§ **Given problem**
Gather every line of the entries that contains the string "green", and copy each one in full.

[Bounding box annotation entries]
↓↓↓

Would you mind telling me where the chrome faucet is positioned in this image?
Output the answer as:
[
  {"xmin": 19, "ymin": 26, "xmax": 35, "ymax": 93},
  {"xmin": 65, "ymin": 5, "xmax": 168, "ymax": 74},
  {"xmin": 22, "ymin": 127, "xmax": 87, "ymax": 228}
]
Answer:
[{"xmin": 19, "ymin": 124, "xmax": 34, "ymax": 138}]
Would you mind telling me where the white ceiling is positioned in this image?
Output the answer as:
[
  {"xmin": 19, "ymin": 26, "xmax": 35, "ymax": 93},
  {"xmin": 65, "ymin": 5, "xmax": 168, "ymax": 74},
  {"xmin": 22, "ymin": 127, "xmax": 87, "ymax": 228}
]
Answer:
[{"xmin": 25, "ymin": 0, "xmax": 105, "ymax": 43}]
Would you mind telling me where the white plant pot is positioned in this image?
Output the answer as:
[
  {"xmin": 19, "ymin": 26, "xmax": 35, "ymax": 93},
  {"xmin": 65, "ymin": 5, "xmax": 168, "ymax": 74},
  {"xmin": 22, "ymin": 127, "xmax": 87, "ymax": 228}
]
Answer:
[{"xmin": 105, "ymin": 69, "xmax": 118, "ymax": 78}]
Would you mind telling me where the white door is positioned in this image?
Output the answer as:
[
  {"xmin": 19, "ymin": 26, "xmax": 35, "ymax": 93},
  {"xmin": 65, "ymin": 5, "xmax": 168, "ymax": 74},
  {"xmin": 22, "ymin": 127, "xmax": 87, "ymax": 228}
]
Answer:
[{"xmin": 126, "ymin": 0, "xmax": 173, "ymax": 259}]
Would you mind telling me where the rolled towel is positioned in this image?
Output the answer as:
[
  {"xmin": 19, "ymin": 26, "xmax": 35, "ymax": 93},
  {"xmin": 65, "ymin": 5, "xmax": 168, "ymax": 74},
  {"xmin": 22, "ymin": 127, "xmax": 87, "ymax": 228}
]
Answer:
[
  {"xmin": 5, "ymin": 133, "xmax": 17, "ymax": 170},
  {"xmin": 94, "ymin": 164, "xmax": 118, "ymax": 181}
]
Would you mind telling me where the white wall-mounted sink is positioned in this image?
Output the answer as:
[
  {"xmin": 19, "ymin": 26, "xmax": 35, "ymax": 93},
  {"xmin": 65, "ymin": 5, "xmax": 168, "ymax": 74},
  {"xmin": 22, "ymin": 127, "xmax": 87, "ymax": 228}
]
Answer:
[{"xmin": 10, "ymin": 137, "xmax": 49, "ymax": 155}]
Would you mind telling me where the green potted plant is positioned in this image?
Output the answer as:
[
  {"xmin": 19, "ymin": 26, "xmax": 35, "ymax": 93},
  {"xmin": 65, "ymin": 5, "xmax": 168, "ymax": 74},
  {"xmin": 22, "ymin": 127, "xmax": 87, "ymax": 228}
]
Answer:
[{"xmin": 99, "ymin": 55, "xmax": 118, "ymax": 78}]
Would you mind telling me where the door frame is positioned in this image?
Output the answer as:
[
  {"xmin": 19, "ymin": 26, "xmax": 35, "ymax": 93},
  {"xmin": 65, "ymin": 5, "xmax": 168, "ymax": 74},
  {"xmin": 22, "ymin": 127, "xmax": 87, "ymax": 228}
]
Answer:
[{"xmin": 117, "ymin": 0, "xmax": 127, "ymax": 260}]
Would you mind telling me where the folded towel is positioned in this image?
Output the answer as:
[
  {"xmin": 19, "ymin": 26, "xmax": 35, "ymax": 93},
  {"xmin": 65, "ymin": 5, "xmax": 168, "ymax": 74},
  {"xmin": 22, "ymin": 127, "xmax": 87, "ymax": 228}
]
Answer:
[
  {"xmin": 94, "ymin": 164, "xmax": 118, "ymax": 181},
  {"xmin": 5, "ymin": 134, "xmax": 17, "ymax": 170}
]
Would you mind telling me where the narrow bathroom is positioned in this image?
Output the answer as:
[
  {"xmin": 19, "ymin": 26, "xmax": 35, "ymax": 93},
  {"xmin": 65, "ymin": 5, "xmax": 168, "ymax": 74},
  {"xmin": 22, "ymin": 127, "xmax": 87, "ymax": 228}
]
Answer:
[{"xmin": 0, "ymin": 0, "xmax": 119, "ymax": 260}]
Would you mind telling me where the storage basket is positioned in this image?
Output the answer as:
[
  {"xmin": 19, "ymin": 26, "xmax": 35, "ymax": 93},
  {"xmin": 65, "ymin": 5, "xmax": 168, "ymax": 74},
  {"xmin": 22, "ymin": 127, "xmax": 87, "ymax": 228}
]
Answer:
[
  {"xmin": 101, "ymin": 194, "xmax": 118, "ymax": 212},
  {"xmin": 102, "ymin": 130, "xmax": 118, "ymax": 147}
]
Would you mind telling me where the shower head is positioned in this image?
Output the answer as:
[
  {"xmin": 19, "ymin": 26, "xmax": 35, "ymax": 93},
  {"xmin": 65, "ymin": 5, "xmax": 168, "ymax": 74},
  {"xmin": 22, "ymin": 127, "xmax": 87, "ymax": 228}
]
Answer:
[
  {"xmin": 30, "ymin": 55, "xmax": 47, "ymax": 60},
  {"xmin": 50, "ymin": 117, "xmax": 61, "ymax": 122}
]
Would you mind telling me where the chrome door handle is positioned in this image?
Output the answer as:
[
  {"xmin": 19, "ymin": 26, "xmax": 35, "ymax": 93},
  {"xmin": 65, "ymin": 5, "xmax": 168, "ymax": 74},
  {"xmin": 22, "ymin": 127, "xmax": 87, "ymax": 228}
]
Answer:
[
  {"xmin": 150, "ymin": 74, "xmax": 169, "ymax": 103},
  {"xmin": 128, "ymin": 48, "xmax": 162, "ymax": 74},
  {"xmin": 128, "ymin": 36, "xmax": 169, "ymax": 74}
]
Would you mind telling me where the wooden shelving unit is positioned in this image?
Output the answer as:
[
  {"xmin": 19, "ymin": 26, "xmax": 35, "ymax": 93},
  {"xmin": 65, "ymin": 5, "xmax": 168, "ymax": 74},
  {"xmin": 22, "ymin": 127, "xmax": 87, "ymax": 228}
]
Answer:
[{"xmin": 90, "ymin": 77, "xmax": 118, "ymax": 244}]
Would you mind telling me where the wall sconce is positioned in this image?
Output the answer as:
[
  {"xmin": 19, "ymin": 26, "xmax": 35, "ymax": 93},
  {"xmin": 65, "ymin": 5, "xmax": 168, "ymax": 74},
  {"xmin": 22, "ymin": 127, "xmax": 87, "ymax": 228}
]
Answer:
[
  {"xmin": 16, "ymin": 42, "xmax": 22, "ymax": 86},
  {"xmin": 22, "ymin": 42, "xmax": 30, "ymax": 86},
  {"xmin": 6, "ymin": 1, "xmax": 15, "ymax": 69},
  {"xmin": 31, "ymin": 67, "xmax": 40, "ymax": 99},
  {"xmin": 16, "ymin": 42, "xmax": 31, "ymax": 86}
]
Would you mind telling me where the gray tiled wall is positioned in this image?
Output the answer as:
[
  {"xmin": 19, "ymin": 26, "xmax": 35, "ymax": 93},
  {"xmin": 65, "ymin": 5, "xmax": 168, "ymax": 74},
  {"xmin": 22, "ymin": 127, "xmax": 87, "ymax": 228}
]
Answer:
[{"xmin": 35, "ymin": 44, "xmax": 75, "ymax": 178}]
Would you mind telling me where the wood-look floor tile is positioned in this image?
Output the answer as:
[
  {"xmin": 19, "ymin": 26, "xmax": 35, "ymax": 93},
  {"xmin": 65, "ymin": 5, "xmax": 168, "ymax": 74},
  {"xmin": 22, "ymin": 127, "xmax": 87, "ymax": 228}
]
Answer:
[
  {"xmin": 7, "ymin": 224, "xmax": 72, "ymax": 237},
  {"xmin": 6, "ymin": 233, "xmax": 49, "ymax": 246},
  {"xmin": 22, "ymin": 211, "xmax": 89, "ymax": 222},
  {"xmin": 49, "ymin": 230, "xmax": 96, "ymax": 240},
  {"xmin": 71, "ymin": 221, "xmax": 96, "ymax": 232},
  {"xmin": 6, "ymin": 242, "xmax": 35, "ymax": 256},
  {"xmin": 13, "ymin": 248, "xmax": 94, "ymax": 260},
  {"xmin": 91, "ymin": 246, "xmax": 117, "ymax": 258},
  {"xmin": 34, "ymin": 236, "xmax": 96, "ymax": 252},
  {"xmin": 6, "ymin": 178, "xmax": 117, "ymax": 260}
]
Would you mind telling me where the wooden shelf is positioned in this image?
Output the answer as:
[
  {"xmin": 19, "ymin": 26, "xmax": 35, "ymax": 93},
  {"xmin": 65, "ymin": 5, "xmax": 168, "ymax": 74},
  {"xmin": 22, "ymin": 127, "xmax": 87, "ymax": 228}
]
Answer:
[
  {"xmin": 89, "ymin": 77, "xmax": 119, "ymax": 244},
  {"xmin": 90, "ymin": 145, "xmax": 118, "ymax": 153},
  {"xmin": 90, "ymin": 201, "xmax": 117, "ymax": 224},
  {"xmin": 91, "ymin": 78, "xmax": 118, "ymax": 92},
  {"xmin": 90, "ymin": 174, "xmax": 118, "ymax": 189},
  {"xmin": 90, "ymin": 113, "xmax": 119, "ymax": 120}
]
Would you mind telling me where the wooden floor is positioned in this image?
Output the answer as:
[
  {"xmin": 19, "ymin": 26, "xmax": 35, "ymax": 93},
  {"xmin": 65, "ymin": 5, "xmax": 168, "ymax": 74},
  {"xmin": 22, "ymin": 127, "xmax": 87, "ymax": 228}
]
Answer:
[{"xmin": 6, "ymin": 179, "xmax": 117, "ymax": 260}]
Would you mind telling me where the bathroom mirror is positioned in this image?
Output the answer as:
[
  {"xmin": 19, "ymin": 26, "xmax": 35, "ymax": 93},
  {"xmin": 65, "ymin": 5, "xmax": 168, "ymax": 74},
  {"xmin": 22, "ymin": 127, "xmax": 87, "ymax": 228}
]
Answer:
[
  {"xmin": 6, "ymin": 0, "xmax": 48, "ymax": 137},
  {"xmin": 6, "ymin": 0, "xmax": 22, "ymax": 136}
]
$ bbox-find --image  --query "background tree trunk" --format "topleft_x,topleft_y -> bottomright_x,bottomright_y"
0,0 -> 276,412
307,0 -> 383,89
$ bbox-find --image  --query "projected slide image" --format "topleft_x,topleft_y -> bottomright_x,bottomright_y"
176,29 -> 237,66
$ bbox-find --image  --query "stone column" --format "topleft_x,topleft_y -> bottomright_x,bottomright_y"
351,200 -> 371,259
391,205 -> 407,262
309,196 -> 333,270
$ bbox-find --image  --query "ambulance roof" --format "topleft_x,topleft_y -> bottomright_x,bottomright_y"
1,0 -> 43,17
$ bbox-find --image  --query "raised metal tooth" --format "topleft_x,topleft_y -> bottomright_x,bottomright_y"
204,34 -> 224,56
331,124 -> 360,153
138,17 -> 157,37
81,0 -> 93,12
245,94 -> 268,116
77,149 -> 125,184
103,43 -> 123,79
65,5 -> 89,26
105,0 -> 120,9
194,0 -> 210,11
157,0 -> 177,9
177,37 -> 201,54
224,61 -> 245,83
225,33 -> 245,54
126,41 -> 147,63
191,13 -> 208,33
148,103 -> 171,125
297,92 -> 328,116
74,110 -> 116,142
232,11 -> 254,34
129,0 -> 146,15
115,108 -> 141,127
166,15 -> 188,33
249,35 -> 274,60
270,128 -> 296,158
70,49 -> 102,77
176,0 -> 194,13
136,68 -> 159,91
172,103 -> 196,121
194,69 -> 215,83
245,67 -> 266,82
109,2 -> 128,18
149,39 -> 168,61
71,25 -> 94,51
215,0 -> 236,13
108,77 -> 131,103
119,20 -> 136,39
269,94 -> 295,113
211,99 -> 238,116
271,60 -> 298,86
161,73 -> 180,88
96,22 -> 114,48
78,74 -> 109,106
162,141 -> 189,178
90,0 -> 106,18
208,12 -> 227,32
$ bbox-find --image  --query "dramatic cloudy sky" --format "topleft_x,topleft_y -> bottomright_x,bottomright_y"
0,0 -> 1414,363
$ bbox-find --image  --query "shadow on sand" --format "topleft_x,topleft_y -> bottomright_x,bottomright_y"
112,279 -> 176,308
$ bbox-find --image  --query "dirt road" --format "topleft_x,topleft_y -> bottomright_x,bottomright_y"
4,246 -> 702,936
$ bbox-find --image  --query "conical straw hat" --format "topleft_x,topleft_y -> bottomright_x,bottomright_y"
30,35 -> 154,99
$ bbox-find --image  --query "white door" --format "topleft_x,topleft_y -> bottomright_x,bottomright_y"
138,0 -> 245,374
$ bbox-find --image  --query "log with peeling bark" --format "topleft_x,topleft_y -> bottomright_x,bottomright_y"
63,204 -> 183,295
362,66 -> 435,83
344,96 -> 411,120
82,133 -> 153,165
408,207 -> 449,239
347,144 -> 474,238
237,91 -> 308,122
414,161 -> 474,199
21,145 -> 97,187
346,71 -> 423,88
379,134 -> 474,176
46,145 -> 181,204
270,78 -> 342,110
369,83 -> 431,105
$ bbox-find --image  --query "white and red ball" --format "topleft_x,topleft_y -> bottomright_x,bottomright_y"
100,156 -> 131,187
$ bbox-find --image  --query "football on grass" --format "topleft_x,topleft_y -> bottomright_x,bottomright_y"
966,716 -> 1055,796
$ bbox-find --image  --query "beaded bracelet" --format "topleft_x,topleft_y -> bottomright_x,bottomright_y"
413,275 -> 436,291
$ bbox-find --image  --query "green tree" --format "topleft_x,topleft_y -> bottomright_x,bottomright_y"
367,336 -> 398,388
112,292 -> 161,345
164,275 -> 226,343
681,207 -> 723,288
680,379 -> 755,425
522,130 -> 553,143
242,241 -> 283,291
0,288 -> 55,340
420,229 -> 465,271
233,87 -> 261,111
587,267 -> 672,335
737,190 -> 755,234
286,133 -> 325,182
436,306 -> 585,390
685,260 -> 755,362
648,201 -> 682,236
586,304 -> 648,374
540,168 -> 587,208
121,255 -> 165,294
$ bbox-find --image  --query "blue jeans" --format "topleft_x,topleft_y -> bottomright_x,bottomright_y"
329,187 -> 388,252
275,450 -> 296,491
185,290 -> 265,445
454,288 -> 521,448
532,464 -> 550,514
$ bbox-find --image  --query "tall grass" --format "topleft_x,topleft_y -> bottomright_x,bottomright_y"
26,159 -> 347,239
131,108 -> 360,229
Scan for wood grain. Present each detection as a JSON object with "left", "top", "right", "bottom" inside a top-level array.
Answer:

↑↑↑

§ **Solution for this task**
Would you mind telling me where the green potted plant is positioned in this image?
$ bbox-find --image  --query "green tree" --format "topleft_x,topleft_y -> bottomright_x,bottomright_y"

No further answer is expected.